━━━ Data extract
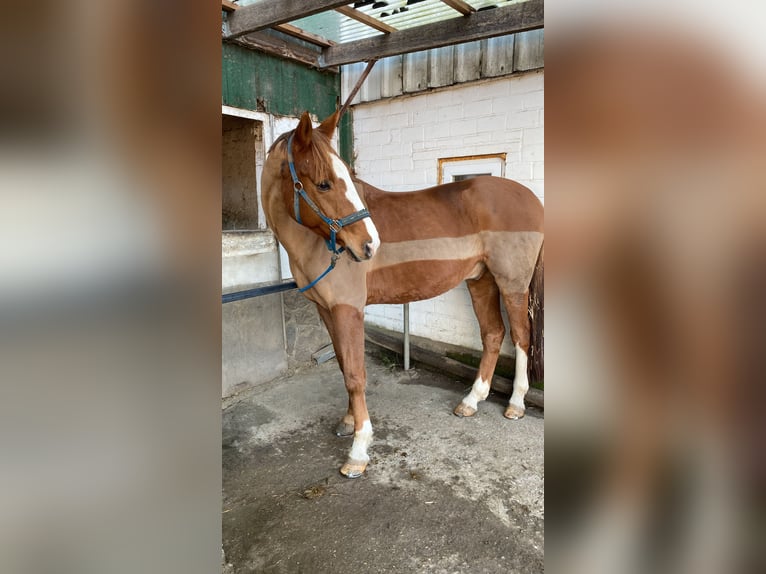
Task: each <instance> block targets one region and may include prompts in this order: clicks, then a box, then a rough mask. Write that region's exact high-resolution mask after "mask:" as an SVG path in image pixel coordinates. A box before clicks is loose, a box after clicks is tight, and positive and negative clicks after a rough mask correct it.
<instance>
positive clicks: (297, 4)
mask: <svg viewBox="0 0 766 574" xmlns="http://www.w3.org/2000/svg"><path fill="white" fill-rule="evenodd" d="M344 4H348V0H261V2H257V3H255V4H250V5H249V6H241V7H240V8H239V9H238V10H235V11H234V12H231V13H230V14H229V18H228V33H227V34H226V38H227V39H232V38H238V37H240V36H244V35H245V34H249V33H250V32H256V31H258V30H263V29H264V28H271V27H272V26H276V25H277V24H284V23H285V22H290V21H291V20H297V19H298V18H303V17H305V16H311V15H312V14H316V13H317V12H324V11H325V10H332V9H333V8H337V7H338V6H343V5H344ZM333 65H334V64H333Z"/></svg>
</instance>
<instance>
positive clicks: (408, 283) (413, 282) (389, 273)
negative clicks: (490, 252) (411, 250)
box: [367, 256, 484, 304]
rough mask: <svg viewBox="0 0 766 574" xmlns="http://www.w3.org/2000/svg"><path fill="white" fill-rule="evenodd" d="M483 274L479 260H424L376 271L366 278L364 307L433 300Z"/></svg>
mask: <svg viewBox="0 0 766 574" xmlns="http://www.w3.org/2000/svg"><path fill="white" fill-rule="evenodd" d="M483 270H484V265H483V264H482V263H481V261H480V257H478V256H476V257H472V258H470V259H455V260H443V259H439V260H437V259H424V260H416V261H405V262H402V263H397V264H394V265H388V266H386V267H379V268H376V269H374V270H372V271H370V272H369V273H368V274H367V304H377V303H408V302H410V301H421V300H423V299H430V298H431V297H436V296H437V295H440V294H442V293H444V292H446V291H449V290H450V289H452V288H454V287H456V286H457V285H459V284H460V282H461V281H463V280H465V279H470V278H475V277H478V276H479V275H480V274H481V273H482V271H483Z"/></svg>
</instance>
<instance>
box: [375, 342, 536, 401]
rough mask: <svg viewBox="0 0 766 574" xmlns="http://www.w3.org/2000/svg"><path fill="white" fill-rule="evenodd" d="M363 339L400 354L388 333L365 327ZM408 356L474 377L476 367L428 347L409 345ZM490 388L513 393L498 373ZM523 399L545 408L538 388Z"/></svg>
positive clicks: (465, 376) (423, 363)
mask: <svg viewBox="0 0 766 574" xmlns="http://www.w3.org/2000/svg"><path fill="white" fill-rule="evenodd" d="M365 339H366V340H367V342H369V343H372V344H373V345H375V346H377V347H380V348H383V349H386V350H388V351H392V352H394V353H397V354H398V355H401V354H402V341H401V340H400V339H397V338H396V337H391V336H390V335H387V334H385V333H382V332H380V331H378V330H377V329H371V328H369V327H367V328H366V329H365ZM410 357H411V358H412V360H413V361H416V362H419V363H422V364H424V365H427V366H429V367H431V368H435V369H438V370H440V371H442V372H448V373H451V374H453V375H455V376H456V377H460V378H462V379H464V380H466V381H469V382H470V381H473V380H474V379H475V378H476V369H475V368H474V367H469V366H468V365H464V364H463V363H461V362H459V361H456V360H455V359H452V358H450V357H445V356H444V355H440V354H439V353H434V352H433V351H429V350H428V349H423V348H420V347H417V346H414V345H411V346H410ZM491 388H492V390H495V391H498V392H500V393H503V394H506V395H511V394H512V393H513V381H511V380H510V379H506V378H505V377H501V376H500V375H495V376H494V377H492V384H491ZM525 401H526V403H527V404H528V405H535V406H537V407H540V408H545V393H544V392H543V391H541V390H539V389H535V388H530V389H529V391H528V392H527V396H526V397H525Z"/></svg>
━━━━━━
Problem details: What is asked for is an exact copy of the lines above from the one containing "positive clicks: (408, 283)" through the one containing "box: [367, 256, 484, 304]", and only those.

Answer section:
positive clicks: (408, 283) (413, 282) (389, 273)
negative clicks: (490, 252) (411, 250)
box: [367, 256, 484, 304]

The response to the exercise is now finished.